▶ [The problem] The listing must be reproduced in full, exactly as it stands.
-- START OF Listed entries --
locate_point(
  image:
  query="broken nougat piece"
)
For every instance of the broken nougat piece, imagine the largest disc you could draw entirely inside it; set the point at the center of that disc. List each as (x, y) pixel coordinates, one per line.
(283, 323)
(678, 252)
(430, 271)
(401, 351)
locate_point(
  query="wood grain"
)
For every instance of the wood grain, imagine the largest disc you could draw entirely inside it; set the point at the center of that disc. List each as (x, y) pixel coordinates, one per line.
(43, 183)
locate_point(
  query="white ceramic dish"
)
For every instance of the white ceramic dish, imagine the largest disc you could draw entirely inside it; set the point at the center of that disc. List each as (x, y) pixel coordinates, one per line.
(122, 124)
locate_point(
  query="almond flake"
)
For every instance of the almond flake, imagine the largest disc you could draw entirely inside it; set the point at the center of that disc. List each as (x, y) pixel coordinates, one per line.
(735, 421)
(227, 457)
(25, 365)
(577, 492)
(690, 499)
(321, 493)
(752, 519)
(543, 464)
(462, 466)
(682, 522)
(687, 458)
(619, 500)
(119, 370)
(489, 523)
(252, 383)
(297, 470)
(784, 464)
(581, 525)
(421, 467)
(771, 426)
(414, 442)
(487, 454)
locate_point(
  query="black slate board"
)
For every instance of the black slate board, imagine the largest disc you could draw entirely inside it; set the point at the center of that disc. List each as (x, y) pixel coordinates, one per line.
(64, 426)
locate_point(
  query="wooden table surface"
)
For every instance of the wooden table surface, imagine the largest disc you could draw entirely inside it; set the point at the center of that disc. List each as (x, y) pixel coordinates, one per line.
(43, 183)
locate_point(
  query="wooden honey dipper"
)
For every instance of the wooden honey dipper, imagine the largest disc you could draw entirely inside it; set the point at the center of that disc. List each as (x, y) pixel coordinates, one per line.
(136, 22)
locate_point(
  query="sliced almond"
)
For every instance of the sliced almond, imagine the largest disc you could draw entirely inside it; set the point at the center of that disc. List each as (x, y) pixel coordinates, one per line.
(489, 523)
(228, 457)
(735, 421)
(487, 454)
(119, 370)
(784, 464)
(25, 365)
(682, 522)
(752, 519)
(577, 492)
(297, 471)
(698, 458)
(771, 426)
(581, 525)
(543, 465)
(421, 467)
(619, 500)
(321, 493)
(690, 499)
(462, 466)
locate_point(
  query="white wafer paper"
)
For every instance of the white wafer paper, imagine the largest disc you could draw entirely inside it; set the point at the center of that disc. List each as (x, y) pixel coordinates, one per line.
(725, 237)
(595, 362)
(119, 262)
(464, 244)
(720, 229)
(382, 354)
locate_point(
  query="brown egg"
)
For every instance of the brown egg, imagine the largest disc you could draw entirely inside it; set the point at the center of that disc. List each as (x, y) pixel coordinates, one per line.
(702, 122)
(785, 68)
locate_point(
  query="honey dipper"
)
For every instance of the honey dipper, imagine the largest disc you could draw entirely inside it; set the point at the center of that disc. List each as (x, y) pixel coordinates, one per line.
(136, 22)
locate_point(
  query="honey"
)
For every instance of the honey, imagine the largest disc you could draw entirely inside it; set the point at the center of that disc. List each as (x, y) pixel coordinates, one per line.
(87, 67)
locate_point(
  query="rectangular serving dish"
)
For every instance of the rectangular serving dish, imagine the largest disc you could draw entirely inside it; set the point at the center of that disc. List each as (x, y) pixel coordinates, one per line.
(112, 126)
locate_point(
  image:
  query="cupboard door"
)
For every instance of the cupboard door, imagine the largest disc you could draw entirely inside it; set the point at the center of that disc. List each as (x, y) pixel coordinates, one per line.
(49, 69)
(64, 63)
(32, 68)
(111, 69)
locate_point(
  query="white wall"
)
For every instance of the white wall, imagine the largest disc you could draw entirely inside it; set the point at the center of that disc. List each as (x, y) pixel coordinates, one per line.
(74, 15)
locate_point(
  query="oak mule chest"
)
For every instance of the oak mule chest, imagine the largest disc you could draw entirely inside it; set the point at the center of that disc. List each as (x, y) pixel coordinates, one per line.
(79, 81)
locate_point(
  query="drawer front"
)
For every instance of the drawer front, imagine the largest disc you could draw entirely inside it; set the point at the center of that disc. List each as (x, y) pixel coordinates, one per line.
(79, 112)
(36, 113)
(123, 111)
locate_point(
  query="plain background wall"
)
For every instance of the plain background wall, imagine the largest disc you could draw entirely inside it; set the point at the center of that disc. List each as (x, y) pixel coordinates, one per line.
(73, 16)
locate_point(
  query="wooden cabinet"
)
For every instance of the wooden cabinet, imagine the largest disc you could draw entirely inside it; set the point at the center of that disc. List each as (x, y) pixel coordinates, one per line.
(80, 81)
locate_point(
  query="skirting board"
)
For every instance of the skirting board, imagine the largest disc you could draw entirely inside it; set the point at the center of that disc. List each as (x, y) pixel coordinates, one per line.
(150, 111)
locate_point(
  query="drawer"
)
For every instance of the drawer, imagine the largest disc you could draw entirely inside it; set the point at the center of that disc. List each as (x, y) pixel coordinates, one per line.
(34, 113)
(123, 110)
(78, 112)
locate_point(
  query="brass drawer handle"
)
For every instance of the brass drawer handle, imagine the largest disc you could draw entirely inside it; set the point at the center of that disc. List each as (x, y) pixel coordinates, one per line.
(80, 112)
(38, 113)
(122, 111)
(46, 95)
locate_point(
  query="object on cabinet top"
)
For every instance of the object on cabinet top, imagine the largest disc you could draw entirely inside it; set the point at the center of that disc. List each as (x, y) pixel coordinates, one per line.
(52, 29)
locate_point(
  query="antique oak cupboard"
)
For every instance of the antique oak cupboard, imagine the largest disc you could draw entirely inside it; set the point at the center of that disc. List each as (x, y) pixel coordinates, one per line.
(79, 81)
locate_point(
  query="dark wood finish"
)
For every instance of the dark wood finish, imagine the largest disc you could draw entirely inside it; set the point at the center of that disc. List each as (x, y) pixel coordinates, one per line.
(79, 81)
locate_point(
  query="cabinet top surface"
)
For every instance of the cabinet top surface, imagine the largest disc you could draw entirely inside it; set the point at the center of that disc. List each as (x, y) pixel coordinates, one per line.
-- END OF Listed entries --
▶ [Response for this exercise]
locate_point(
  image:
  query="broken nougat piece"
)
For every instance of the broken nougat piece, imagine the largest disc you could draw entirely inside it; set the point at the center of that disc. List each as (x, y) pixel coordinates, one per line.
(283, 323)
(678, 252)
(430, 271)
(401, 351)
locate_point(
  query="wood grain"
)
For every instance of the wood grain, imagine the largest disc you could draw entirely inside it; set the point at the center of that disc. List each as (x, y) pixel coordinates, one per line.
(43, 183)
locate_point(
  query="white ceramic dish"
)
For every instance of the white ceramic dish, imagine the largest disc you could draw entirely inside it; set the point at the center of that disc. List each as (x, y) pixel coordinates, one per line.
(122, 124)
locate_point(
  query="almond flake"
)
For every instance of the almond flake, imagine the largest disc you could draw entirely inside it; set the point at the center of that disc. List each as (x, y) pixel coordinates, one per line.
(735, 421)
(227, 457)
(25, 365)
(577, 492)
(690, 499)
(321, 493)
(752, 519)
(543, 464)
(462, 466)
(682, 522)
(687, 458)
(619, 500)
(119, 370)
(489, 523)
(252, 383)
(297, 470)
(784, 464)
(581, 525)
(421, 467)
(771, 426)
(414, 442)
(487, 454)
locate_point(
  query="black slate board"
)
For every instance of the black slate board, imagine the largest disc you could draw entirely inside it; set the point at the center of that disc. List each as (x, y) pixel coordinates, one per line.
(64, 426)
locate_point(
  query="wooden table surface"
)
For every instance of the wooden table surface, imagine the largest disc you could draw entirely inside it; set the point at the center of that disc. List each as (x, y) pixel coordinates, one per line.
(43, 183)
locate_point(
  query="wooden honey dipper"
)
For every instance of the wooden honey dipper, imagine the largest disc you could draw entirely inside it; set the point at the center of that disc. List each as (x, y) pixel coordinates, one per line.
(136, 22)
locate_point(
  query="sliced almond"
)
For every instance of the sliced almond, imagine the largest disc you could draw entirely inside it; set the point at the center of that disc. List each as (x, y) pixel coordinates, one per line.
(489, 523)
(228, 457)
(735, 421)
(487, 454)
(119, 370)
(784, 464)
(25, 365)
(682, 522)
(752, 519)
(577, 492)
(297, 471)
(698, 458)
(771, 426)
(581, 525)
(543, 465)
(421, 467)
(619, 500)
(321, 493)
(690, 499)
(462, 466)
locate_point(
  query="white wafer paper"
)
For every instance of the white wafer paper, imagine the largest disc you could draw entirely inside it; set the point at the center of that disc. List each as (x, y) pixel coordinates, one per line.
(725, 237)
(595, 362)
(119, 262)
(464, 244)
(720, 229)
(382, 354)
locate_point(
  query="brown egg"
)
For every instance of the brown egg, imagine the largest disc you could draw entirely inside it; set the point at the center of that disc. List each as (x, y) pixel coordinates, one per line.
(702, 122)
(785, 68)
locate_point(
  query="honey dipper"
)
For every instance of the honey dipper, imagine the largest disc you could draw entirely inside it; set the point at the center of that disc. List each as (x, y) pixel coordinates, one per line.
(136, 22)
locate_point(
  query="honey"
)
For every instance of the honey, imagine the largest disc you could draw entirely inside it; set the point at the center of that disc. List each as (x, y) pixel coordinates, one per line.
(87, 67)
locate_point(
  query="rectangular serving dish"
)
For every instance of the rectangular serving dish, imagine the largest disc you could draw entirely inside it; set the point at the center of that disc. List each as (x, y) pixel coordinates, one per line.
(112, 126)
locate_point(
  image:
  query="cupboard door"
)
For every instance of the cupboard door, imagine the largest disc you could draw entirely inside it; set the point at the center of that disc. List each as (x, y) pixel coordinates, one per line.
(49, 69)
(64, 63)
(32, 68)
(111, 69)
locate_point(
  query="white wall"
)
For every instance of the white wall, imagine the largest disc you could draw entirely inside it; set the point at the center of that disc. List each as (x, y) pixel coordinates, one per line.
(74, 15)
locate_point(
  query="oak mule chest"
)
For every instance of the oak mule chest, imagine the largest disc you could draw entirely inside it; set the point at the center of that disc. List each as (x, y) pixel coordinates, one per line.
(79, 81)
locate_point(
  query="drawer front"
)
For every instance of the drawer front, imagine the largest disc you could draw entirely inside it; set the point at the center of that disc. List each as (x, y) pixel coordinates, one per line.
(79, 112)
(36, 113)
(123, 111)
locate_point(
  query="plain background wall"
)
For every instance of the plain background wall, imagine the largest disc you could draw entirely inside it; set the point at the center of that disc. List each as (x, y) pixel coordinates, one per line.
(73, 16)
locate_point(
  query="wooden cabinet"
)
For every instance of the wooden cabinet, imagine the largest disc you could draw entirely inside it; set the point at the center of that disc. List each as (x, y) pixel coordinates, one per line.
(80, 81)
locate_point(
  query="skirting board"
)
For every instance of the skirting board, imagine the largest disc you could draw entirely inside it; set the point at the center of that disc. List each as (x, y) pixel coordinates, one per line.
(150, 111)
locate_point(
  query="drawer"
)
For every instance of the drawer, imagine the largest disc you could draw entirely inside it; set the point at the center of that disc. List each as (x, y) pixel coordinates, one per line.
(34, 113)
(123, 110)
(78, 112)
locate_point(
  query="brass drawer handle"
)
For every instance of the brass drawer handle, imagine the largest disc you could draw entirely inside it; set the point at the center of that disc. List each as (x, y) pixel coordinates, one per line.
(80, 112)
(38, 113)
(122, 111)
(46, 95)
locate_point(
  query="object on cabinet top"
)
For every instance of the object on cabinet top, imagine the largest disc you could draw entirely inside it; set the point at the center of that disc. List each as (x, y) pixel coordinates, one per line.
(52, 29)
locate_point(
  query="antique oak cupboard"
)
For every instance of the antique oak cupboard, imagine the largest disc you could draw entirely inside it; set the point at the center of that disc. List each as (x, y) pixel coordinates, one per line.
(79, 81)
locate_point(
  query="dark wood finish"
)
For every instance of the dark wood finish, imagine the largest disc you could draw entirely inside it; set the point at the center of that disc. List each as (x, y) pixel coordinates, one per line.
(79, 81)
locate_point(
  query="cabinet top surface"
)
For every instance of the cabinet top surface, imagine the largest disc you could draw entirely inside it; set the point at the center of that disc. List each as (x, y) pixel coordinates, one per line.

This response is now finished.